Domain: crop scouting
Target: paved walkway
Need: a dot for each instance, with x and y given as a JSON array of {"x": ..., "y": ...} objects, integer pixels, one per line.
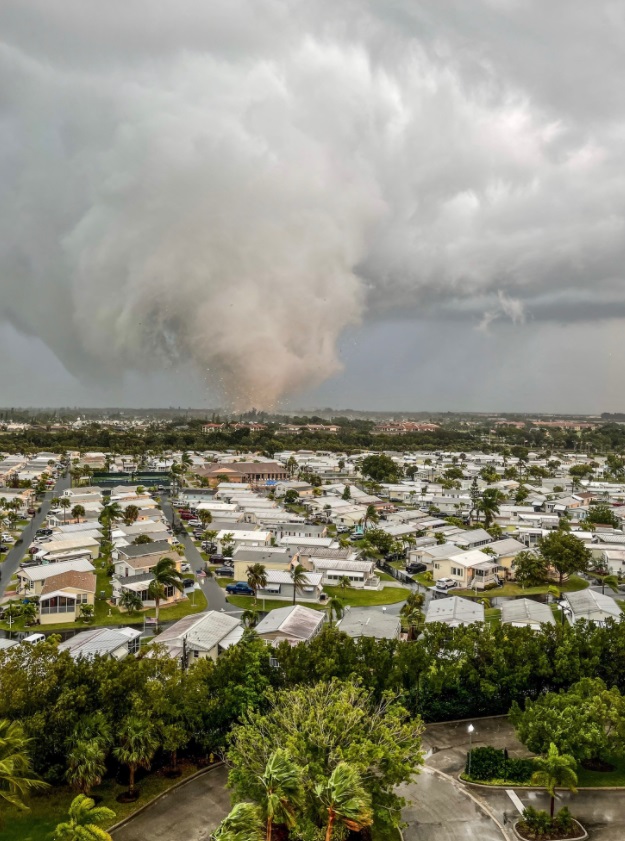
[{"x": 188, "y": 813}]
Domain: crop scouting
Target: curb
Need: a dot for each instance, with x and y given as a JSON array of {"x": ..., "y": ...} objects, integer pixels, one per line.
[
  {"x": 482, "y": 806},
  {"x": 163, "y": 794}
]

****

**EXERCISE DETAILS:** Rewrite the whole listing above, requests included, multiplying every x and y pixel coordinate in the answers by 0.55 and rounding each result to a whole number, with halves rounded up. Leave the pictures out of your answer.

**RESULT FOR THIS EXERCISE:**
Domain: crop scouting
Target: paved walkway
Need: a dot for each instance, with x and y given as a JSON array of {"x": ..., "y": ...} objects, integer pixels, one per line.
[{"x": 103, "y": 447}]
Domain: crop scouting
Target: curb
Need: a dot for each instance, with x and y given as a JSON array of {"x": ..., "y": ...} objects, integer pixels, one per line.
[
  {"x": 265, "y": 443},
  {"x": 90, "y": 437}
]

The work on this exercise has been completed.